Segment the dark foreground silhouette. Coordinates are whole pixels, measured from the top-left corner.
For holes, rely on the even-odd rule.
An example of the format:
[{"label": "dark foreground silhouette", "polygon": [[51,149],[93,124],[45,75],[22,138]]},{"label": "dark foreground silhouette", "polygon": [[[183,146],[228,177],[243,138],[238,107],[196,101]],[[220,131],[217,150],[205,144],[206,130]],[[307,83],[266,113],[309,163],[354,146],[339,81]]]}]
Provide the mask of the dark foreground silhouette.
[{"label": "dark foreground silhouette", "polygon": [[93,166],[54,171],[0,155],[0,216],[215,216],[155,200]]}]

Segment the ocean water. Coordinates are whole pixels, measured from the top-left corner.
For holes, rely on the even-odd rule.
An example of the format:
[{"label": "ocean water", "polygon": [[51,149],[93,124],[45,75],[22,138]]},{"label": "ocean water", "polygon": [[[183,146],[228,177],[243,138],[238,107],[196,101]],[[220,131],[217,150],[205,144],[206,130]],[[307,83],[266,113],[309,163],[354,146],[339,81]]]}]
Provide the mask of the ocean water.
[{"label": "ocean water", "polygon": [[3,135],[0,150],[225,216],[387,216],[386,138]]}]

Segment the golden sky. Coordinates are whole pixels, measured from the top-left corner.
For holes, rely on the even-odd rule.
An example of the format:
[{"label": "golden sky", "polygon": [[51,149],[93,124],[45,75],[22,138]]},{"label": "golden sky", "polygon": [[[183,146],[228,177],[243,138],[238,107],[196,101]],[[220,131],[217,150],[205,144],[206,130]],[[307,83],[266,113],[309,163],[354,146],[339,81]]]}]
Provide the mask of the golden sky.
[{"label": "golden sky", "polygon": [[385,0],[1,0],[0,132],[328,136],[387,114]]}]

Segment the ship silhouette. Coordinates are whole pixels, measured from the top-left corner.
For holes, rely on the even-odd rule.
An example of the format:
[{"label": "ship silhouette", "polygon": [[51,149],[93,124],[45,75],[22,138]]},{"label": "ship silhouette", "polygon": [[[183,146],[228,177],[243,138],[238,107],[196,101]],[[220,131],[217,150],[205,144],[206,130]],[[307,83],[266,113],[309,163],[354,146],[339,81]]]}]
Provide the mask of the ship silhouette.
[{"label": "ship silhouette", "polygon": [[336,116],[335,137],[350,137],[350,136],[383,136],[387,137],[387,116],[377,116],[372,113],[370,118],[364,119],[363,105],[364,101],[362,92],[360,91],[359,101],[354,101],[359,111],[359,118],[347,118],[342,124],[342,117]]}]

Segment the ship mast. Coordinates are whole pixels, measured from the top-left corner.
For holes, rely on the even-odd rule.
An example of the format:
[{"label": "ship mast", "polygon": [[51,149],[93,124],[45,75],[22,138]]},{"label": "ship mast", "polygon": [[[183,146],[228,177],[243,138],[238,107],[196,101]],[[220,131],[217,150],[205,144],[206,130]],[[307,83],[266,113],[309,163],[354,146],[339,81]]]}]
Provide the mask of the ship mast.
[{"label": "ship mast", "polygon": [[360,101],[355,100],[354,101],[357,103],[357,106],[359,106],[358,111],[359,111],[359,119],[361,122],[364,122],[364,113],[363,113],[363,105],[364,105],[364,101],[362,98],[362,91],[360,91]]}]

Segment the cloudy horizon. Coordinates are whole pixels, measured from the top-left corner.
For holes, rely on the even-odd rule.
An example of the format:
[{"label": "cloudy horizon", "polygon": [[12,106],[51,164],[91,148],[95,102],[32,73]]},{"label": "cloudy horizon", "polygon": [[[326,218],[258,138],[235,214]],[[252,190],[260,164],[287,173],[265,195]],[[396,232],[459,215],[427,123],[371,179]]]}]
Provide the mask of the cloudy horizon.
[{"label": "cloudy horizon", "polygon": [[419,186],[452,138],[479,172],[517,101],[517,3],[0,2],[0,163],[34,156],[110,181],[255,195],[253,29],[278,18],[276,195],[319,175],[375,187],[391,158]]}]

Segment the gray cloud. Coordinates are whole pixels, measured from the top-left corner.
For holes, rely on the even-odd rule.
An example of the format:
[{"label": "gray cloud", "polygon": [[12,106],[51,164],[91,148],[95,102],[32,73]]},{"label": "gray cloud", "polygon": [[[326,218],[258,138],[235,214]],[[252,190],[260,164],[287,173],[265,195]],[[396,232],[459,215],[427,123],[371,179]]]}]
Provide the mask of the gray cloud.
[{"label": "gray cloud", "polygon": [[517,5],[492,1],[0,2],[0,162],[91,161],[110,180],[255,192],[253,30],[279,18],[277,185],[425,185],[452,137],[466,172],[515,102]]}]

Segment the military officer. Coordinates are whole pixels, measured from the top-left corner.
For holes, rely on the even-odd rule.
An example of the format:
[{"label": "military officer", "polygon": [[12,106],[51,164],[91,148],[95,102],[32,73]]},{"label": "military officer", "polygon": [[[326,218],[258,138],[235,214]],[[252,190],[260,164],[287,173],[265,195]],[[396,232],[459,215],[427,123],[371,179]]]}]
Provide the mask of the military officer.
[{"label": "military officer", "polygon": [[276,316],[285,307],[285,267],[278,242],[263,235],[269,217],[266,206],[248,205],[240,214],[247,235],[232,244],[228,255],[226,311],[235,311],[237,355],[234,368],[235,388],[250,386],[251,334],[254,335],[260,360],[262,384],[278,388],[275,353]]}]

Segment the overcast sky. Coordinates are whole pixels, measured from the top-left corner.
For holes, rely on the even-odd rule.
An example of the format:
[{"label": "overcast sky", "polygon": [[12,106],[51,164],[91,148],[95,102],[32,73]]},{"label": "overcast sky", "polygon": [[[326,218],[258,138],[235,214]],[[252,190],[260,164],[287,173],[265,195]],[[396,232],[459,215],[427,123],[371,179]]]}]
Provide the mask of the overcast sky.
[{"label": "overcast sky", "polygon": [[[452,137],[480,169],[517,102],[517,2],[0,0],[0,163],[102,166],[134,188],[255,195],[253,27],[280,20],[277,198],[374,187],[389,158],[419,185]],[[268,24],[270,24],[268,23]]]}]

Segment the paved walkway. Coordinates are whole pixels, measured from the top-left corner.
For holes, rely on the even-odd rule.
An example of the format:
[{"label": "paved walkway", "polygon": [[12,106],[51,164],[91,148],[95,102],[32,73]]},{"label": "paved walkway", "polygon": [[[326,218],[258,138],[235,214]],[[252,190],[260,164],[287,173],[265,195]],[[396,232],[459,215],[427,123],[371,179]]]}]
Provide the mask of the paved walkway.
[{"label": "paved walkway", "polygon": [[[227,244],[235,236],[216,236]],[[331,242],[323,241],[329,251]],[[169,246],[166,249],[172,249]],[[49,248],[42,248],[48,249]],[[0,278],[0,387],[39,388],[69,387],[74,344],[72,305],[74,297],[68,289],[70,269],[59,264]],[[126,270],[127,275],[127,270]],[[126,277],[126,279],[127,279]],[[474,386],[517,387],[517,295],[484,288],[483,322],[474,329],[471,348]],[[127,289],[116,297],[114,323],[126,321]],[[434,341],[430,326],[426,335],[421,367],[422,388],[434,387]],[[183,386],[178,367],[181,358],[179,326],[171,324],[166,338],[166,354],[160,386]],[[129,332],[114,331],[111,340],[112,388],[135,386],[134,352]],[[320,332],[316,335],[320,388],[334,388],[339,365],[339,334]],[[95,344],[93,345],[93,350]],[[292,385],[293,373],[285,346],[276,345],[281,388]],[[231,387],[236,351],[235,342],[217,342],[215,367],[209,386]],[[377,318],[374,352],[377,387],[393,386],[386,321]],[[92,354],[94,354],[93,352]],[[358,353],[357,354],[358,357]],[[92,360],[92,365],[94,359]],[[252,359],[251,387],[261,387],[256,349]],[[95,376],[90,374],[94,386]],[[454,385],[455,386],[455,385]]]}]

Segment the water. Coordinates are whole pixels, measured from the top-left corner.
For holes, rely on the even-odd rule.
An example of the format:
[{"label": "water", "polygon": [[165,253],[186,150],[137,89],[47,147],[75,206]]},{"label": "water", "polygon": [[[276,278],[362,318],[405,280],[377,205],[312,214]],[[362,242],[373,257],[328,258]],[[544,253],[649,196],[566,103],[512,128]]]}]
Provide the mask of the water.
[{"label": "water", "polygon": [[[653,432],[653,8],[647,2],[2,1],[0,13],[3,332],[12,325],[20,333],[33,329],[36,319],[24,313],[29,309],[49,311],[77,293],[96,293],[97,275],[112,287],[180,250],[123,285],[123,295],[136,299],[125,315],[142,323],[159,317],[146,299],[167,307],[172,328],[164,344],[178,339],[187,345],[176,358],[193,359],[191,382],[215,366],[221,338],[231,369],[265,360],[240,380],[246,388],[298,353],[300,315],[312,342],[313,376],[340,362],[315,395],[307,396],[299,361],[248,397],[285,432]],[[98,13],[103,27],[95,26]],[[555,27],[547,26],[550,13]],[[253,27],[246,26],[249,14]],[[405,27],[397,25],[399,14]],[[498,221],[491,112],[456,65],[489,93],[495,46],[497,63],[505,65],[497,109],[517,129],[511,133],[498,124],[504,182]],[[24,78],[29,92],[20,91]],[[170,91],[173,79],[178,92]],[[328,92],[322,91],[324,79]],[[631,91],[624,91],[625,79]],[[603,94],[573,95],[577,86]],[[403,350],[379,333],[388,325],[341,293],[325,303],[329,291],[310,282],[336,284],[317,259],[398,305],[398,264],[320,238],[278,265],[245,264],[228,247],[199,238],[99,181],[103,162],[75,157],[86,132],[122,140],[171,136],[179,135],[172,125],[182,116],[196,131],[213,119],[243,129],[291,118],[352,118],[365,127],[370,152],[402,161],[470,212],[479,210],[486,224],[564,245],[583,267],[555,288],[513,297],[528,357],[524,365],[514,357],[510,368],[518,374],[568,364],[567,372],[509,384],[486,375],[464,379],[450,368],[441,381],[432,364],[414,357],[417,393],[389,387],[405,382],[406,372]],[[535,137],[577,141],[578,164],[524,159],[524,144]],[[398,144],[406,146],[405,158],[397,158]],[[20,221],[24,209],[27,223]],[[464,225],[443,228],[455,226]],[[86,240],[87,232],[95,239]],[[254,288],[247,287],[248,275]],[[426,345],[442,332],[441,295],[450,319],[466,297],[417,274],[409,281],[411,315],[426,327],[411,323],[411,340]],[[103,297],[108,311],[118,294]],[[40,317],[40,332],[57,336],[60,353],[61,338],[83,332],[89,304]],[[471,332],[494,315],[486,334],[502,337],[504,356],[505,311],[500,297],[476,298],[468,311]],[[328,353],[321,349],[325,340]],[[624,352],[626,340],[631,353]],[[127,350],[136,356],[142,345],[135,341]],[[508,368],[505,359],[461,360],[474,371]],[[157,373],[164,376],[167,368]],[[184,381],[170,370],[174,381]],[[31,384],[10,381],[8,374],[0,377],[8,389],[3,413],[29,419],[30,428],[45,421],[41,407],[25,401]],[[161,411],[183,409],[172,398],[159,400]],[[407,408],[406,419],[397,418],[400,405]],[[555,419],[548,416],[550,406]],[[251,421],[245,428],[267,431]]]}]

● ● ● ●

Written request> Lay out the stretch of items from the line that contains "Segment the water." through the line that contains "Provide the mask of the water." as a JSON list of strings, one string per line, omitting blank lines.

Answer to this task>
[
  "Segment the water. Coordinates are whole pixels, measured from the top-left corner.",
  "For holes, rely on the even-odd rule.",
  "An example of the format:",
  "[{\"label\": \"water\", \"polygon\": [[165,253],[186,150],[137,89],[47,147],[75,206]]},{\"label\": \"water\", \"polygon\": [[[276,278],[362,318],[405,280],[377,205],[312,214]],[[362,242],[373,257],[328,258]],[[544,253],[649,196],[566,103],[512,128]]]}]",
  "Provide the mask of the water."
]